**WRITTEN INSTRUCTION:** Count the lines in the data below that contain the string "background". Reply with the number alone.

[Recorded data]
━━━━━━━━━━━━━━━━

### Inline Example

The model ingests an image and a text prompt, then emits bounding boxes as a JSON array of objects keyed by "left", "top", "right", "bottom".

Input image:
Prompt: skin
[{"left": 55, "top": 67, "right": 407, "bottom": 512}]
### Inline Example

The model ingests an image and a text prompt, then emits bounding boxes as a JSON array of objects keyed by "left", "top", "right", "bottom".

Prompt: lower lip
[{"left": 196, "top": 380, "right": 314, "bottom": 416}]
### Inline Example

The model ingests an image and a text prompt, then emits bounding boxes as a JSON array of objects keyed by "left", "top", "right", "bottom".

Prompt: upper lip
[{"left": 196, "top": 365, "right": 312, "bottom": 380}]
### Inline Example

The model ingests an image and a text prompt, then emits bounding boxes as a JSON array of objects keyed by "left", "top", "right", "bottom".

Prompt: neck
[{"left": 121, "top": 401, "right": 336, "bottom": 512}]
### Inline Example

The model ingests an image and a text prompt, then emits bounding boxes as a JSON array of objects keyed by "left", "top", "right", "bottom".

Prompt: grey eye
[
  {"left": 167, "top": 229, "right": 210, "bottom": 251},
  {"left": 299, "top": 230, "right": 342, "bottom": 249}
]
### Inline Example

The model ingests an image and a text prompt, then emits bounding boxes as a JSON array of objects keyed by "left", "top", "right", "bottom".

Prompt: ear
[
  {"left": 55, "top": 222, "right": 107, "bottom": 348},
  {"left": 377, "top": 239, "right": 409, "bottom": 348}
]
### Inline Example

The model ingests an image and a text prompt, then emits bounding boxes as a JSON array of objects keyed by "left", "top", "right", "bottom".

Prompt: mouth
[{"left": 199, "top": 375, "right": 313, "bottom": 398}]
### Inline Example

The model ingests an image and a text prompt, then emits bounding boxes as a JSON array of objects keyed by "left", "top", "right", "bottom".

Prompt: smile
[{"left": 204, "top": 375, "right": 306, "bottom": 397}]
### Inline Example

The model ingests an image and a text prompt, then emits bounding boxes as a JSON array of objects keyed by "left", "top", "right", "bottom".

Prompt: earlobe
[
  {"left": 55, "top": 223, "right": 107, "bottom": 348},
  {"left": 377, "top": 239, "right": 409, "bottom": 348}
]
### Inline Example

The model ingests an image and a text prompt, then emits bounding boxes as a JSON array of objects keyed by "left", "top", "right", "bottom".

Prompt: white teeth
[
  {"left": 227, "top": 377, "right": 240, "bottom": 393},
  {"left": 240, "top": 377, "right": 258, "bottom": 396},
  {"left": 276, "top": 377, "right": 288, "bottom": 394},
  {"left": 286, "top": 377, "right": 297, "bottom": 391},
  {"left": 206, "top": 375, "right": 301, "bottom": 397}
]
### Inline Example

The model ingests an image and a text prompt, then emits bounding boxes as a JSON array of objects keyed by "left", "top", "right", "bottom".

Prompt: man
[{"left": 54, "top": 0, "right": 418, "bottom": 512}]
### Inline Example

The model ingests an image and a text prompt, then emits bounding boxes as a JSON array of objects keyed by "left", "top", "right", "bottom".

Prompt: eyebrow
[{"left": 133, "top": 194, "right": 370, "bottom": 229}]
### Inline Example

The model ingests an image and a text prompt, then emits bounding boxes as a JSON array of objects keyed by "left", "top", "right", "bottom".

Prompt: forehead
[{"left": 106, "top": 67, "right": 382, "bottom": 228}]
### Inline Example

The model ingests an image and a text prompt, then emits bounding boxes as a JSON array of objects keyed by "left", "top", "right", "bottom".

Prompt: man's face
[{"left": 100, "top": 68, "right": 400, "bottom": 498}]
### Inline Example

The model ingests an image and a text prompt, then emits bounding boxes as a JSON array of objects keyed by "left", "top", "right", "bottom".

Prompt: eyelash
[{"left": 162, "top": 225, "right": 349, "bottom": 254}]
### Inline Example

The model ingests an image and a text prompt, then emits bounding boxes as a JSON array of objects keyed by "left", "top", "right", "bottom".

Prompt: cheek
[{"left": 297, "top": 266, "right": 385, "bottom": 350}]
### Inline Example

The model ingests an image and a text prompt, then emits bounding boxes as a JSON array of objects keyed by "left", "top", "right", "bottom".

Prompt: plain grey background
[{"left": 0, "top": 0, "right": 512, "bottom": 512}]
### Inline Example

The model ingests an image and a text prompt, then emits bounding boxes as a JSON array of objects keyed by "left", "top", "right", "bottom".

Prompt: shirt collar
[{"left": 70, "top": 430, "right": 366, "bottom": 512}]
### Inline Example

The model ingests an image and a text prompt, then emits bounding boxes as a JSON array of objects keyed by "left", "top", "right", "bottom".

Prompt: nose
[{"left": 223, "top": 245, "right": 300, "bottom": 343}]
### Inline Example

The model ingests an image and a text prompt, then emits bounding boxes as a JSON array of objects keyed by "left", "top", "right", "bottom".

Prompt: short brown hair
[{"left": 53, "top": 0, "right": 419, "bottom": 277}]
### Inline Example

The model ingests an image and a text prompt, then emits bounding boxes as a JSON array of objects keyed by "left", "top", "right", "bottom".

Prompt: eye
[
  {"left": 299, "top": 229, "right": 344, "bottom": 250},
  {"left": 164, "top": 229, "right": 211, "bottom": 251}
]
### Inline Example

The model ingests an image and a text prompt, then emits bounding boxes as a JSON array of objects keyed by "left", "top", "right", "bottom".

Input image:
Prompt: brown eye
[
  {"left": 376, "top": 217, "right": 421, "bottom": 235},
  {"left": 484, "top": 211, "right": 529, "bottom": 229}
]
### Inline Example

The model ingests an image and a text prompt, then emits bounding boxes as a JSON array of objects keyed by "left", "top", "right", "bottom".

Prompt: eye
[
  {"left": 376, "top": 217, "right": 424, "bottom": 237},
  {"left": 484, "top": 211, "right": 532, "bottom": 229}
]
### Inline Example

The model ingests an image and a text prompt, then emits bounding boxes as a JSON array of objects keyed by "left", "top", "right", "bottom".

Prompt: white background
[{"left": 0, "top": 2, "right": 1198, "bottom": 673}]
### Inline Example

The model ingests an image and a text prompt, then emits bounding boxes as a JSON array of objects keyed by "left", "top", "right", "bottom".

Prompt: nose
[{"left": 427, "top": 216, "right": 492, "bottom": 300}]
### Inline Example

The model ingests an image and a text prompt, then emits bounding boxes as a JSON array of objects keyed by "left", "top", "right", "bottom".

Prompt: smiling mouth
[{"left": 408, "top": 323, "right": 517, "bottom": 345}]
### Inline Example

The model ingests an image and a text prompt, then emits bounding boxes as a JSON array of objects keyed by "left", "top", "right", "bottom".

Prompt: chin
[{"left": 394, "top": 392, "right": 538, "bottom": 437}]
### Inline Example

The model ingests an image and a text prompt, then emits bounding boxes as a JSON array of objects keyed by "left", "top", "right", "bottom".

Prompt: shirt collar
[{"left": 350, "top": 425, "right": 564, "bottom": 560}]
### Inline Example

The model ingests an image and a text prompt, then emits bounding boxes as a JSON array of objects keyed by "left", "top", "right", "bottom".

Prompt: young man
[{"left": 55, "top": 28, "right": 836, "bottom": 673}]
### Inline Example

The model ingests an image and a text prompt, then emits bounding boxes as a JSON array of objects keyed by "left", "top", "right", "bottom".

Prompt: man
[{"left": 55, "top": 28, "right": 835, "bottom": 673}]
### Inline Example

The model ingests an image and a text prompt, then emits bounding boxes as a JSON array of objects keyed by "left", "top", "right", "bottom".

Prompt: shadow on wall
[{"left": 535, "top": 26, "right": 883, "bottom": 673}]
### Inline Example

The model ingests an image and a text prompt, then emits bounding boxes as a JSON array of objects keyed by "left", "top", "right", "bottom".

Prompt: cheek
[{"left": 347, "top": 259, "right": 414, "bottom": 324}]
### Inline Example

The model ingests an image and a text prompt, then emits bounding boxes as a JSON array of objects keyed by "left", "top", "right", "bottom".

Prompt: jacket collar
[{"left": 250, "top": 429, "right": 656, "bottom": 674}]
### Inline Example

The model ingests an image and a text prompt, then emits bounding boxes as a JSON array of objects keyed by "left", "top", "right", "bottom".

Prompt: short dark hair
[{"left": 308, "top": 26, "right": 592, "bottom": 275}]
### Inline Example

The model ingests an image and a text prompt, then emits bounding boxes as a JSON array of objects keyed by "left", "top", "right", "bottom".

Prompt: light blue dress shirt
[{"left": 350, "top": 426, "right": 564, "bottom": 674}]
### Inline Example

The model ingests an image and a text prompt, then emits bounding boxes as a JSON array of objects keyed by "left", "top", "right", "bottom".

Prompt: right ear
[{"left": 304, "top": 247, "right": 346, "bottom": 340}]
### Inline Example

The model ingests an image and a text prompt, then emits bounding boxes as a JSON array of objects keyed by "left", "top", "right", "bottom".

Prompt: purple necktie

━━━━━━━━━━━━━━━━

**OUTPUT:** 2